_WHAT YOU NEED TO DO:_
Extract every line of the data below that contains the word "positive", and copy each one in full.
=== TASK INPUT ===
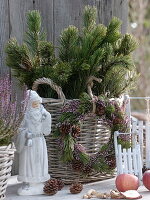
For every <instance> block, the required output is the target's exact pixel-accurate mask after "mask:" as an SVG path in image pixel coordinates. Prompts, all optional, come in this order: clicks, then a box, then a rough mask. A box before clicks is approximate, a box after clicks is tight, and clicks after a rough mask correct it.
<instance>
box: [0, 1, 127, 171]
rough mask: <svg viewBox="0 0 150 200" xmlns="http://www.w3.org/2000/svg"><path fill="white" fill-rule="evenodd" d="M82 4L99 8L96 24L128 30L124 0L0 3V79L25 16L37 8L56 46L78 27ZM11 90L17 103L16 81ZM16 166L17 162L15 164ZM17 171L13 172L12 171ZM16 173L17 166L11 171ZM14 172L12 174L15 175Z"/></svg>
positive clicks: (80, 18) (22, 26) (121, 30)
mask: <svg viewBox="0 0 150 200" xmlns="http://www.w3.org/2000/svg"><path fill="white" fill-rule="evenodd" d="M85 5H94V6H96V7H97V9H98V22H100V23H103V24H105V25H107V24H108V23H109V21H110V19H111V18H112V17H113V16H117V17H119V18H120V19H121V20H122V21H123V24H122V30H121V31H122V33H125V32H126V30H127V21H128V20H127V18H128V2H127V0H0V76H1V75H2V76H5V75H6V74H7V73H11V74H12V72H11V71H10V69H9V68H8V67H7V66H5V53H4V48H5V45H6V43H7V41H8V40H9V38H10V37H16V38H17V40H18V41H19V42H20V43H21V42H22V40H23V35H24V31H25V30H26V20H25V18H26V13H27V11H28V10H33V9H38V10H40V12H41V15H42V26H43V28H44V29H45V30H46V32H47V38H48V40H50V41H52V42H53V43H54V45H56V46H57V45H58V39H59V35H60V32H61V31H62V29H64V28H66V27H68V25H70V24H73V25H75V26H77V27H80V26H81V24H82V20H81V19H82V11H83V8H84V6H85ZM11 77H12V80H13V91H14V93H16V94H17V96H18V100H20V99H21V97H22V90H21V88H20V87H19V85H18V82H17V80H16V79H15V78H13V76H11ZM16 164H17V161H16ZM15 169H16V170H15ZM14 171H17V167H15V168H14ZM14 173H15V172H14Z"/></svg>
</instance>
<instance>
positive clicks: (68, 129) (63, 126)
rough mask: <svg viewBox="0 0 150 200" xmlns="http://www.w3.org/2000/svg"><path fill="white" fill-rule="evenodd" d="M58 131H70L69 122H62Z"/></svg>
mask: <svg viewBox="0 0 150 200" xmlns="http://www.w3.org/2000/svg"><path fill="white" fill-rule="evenodd" d="M60 131H61V133H62V134H63V135H67V134H69V133H70V131H71V124H70V123H68V122H64V123H63V124H62V125H61V127H60Z"/></svg>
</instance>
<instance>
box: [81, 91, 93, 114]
mask: <svg viewBox="0 0 150 200" xmlns="http://www.w3.org/2000/svg"><path fill="white" fill-rule="evenodd" d="M80 102H81V103H80V105H79V112H80V113H83V114H85V113H88V112H90V111H91V110H92V103H91V98H90V96H89V95H88V94H87V93H85V92H84V93H82V94H81V95H80Z"/></svg>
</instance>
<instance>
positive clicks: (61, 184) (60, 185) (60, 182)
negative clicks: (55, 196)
mask: <svg viewBox="0 0 150 200" xmlns="http://www.w3.org/2000/svg"><path fill="white" fill-rule="evenodd" d="M57 185H58V190H61V189H62V188H63V187H64V182H63V181H62V180H61V179H57Z"/></svg>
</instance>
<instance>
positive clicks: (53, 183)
mask: <svg viewBox="0 0 150 200" xmlns="http://www.w3.org/2000/svg"><path fill="white" fill-rule="evenodd" d="M43 191H44V192H45V194H47V195H54V194H56V193H57V192H58V180H57V179H50V180H48V181H46V183H45V185H44V188H43Z"/></svg>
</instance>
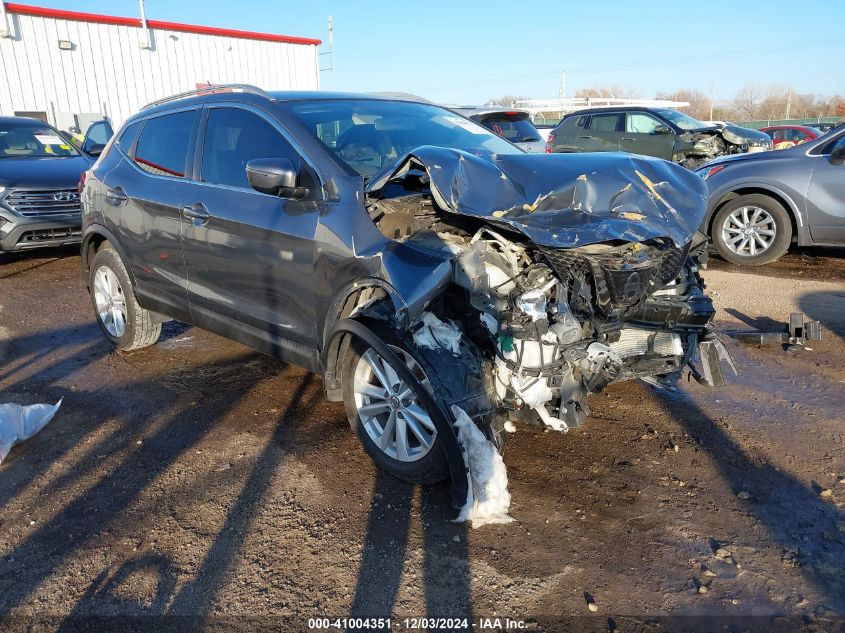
===
_SOLUTION TO THE EXERCISE:_
positive clicks: (80, 18) (22, 26) (121, 30)
positive clicks: (68, 129) (63, 126)
positive clicks: (61, 184) (60, 185) (60, 182)
positive clicks: (53, 183)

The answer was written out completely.